MATERIAL FOR THIS TASK:
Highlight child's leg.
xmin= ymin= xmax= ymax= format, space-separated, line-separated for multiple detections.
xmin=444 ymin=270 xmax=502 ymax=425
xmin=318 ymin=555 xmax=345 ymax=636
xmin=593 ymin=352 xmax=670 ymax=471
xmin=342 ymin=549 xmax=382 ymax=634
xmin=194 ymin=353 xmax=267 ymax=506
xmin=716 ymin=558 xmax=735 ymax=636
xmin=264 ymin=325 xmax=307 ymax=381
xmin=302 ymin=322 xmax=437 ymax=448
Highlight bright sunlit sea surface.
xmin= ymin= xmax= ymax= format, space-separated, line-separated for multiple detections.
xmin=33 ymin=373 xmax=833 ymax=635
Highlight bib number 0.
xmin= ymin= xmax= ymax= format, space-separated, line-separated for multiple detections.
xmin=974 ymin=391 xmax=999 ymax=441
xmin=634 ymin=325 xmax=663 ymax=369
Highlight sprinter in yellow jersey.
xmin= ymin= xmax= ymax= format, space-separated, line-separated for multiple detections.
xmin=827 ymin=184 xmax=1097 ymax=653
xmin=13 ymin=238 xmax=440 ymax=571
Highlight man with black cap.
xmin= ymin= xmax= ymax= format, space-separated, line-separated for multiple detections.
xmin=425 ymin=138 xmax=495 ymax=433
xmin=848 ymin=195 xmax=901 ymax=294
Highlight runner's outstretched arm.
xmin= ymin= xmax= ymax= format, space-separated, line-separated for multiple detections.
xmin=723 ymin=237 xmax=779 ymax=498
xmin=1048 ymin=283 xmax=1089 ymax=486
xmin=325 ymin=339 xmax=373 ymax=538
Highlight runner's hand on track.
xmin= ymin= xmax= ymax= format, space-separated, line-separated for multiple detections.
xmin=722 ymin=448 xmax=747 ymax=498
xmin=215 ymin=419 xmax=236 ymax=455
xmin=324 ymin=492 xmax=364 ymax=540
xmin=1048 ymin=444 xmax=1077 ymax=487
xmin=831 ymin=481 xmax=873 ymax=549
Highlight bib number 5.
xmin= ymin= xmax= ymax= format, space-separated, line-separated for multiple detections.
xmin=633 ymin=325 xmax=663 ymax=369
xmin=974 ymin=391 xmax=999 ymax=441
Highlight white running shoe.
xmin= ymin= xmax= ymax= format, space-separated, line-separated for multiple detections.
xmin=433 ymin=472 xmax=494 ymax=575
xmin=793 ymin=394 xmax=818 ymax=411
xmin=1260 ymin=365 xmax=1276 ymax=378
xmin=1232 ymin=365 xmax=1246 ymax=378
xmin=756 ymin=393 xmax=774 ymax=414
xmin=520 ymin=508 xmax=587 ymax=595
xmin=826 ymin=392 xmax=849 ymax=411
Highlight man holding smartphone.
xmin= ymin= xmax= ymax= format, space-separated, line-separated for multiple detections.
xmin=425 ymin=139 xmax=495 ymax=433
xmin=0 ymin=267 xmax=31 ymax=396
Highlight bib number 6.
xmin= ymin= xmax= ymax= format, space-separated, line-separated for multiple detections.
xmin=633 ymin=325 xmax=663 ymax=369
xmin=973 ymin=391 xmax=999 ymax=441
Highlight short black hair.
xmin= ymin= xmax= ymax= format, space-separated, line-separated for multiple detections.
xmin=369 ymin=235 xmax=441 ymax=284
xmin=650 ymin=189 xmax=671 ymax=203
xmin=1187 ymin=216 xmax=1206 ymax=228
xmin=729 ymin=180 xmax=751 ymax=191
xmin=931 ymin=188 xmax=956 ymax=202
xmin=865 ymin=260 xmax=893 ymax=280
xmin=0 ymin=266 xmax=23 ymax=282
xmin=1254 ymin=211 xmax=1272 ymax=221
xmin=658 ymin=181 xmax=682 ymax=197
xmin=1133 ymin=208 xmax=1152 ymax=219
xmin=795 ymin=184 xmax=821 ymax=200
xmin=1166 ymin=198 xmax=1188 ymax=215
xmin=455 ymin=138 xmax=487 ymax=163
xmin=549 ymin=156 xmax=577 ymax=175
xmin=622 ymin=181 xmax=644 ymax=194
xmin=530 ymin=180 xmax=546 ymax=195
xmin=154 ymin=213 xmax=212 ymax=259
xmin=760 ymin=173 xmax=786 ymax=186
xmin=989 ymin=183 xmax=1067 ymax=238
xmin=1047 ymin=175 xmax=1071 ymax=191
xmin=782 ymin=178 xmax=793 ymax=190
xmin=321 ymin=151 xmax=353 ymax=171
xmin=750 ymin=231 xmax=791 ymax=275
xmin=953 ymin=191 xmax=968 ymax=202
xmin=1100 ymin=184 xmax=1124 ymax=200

WORK INSTRUCTIONS: Please make an exact copy of the entries, down to the last character.

ANSWER:
Highlight child's leg.
xmin= ymin= xmax= ymax= format, space-separated, line-separated for multiple detections.
xmin=444 ymin=270 xmax=502 ymax=425
xmin=318 ymin=555 xmax=345 ymax=636
xmin=593 ymin=352 xmax=670 ymax=471
xmin=342 ymin=549 xmax=382 ymax=634
xmin=194 ymin=353 xmax=267 ymax=506
xmin=716 ymin=558 xmax=735 ymax=636
xmin=264 ymin=325 xmax=307 ymax=381
xmin=302 ymin=322 xmax=437 ymax=448
Highlight bright sunlit sea surface.
xmin= ymin= xmax= ymax= format, space-separated, line-separated for multiple detections.
xmin=33 ymin=373 xmax=833 ymax=635
Highlight bib number 0.
xmin= ymin= xmax= ymax= format, space-separated, line-separated for multiple detections.
xmin=974 ymin=391 xmax=999 ymax=441
xmin=634 ymin=325 xmax=663 ymax=369
Highlight sprinter in yellow jersey.
xmin= ymin= xmax= ymax= format, space-separated, line-separated for multiple detections.
xmin=827 ymin=184 xmax=1097 ymax=653
xmin=13 ymin=238 xmax=440 ymax=571
Highlight man with black cap.
xmin= ymin= xmax= ymax= format, space-separated, line-separated for multiple detections.
xmin=425 ymin=138 xmax=495 ymax=433
xmin=848 ymin=195 xmax=901 ymax=294
Highlight runner's outstretched arm.
xmin= ymin= xmax= ymax= format, space-separated, line-separated for multiple detections.
xmin=723 ymin=237 xmax=779 ymax=498
xmin=1048 ymin=283 xmax=1089 ymax=486
xmin=325 ymin=339 xmax=373 ymax=538
Highlight runner's hand on track.
xmin= ymin= xmax= ymax= format, space-separated, line-separated for multiple detections.
xmin=722 ymin=448 xmax=747 ymax=498
xmin=215 ymin=419 xmax=236 ymax=455
xmin=324 ymin=492 xmax=364 ymax=540
xmin=1048 ymin=444 xmax=1077 ymax=487
xmin=831 ymin=481 xmax=873 ymax=549
Highlight bib number 5.
xmin= ymin= xmax= ymax= format, space-separated, line-separated for multiple detections.
xmin=633 ymin=325 xmax=663 ymax=369
xmin=974 ymin=391 xmax=999 ymax=441
Highlight white running shoe.
xmin= ymin= xmax= ymax= format, space-separated, line-separated for multiple detections.
xmin=433 ymin=472 xmax=494 ymax=575
xmin=793 ymin=394 xmax=818 ymax=411
xmin=1260 ymin=365 xmax=1276 ymax=378
xmin=1232 ymin=365 xmax=1246 ymax=378
xmin=756 ymin=393 xmax=774 ymax=414
xmin=520 ymin=508 xmax=587 ymax=595
xmin=826 ymin=392 xmax=849 ymax=411
Highlight man holding smartphone.
xmin= ymin= xmax= ymax= format, space-separated, line-separated for multiple detections.
xmin=425 ymin=139 xmax=495 ymax=433
xmin=0 ymin=267 xmax=31 ymax=396
Highlight bib number 6.
xmin= ymin= xmax= ymax= format, space-separated, line-separated for multiple detections.
xmin=633 ymin=325 xmax=663 ymax=369
xmin=973 ymin=391 xmax=999 ymax=441
Highlight short black hair.
xmin= ymin= xmax= ymax= format, space-separated, line-separated for multiple detections.
xmin=369 ymin=235 xmax=441 ymax=284
xmin=650 ymin=189 xmax=671 ymax=203
xmin=1187 ymin=216 xmax=1206 ymax=228
xmin=729 ymin=180 xmax=751 ymax=191
xmin=931 ymin=188 xmax=956 ymax=202
xmin=865 ymin=260 xmax=893 ymax=280
xmin=0 ymin=266 xmax=23 ymax=282
xmin=1254 ymin=211 xmax=1272 ymax=221
xmin=658 ymin=181 xmax=682 ymax=197
xmin=1133 ymin=208 xmax=1152 ymax=219
xmin=795 ymin=184 xmax=821 ymax=200
xmin=1166 ymin=198 xmax=1188 ymax=215
xmin=455 ymin=138 xmax=487 ymax=163
xmin=549 ymin=156 xmax=577 ymax=175
xmin=622 ymin=181 xmax=644 ymax=194
xmin=530 ymin=180 xmax=546 ymax=195
xmin=154 ymin=213 xmax=212 ymax=259
xmin=760 ymin=173 xmax=786 ymax=186
xmin=989 ymin=183 xmax=1067 ymax=238
xmin=1047 ymin=175 xmax=1071 ymax=191
xmin=782 ymin=178 xmax=793 ymax=190
xmin=321 ymin=151 xmax=353 ymax=171
xmin=750 ymin=231 xmax=791 ymax=275
xmin=953 ymin=191 xmax=968 ymax=202
xmin=1100 ymin=184 xmax=1124 ymax=200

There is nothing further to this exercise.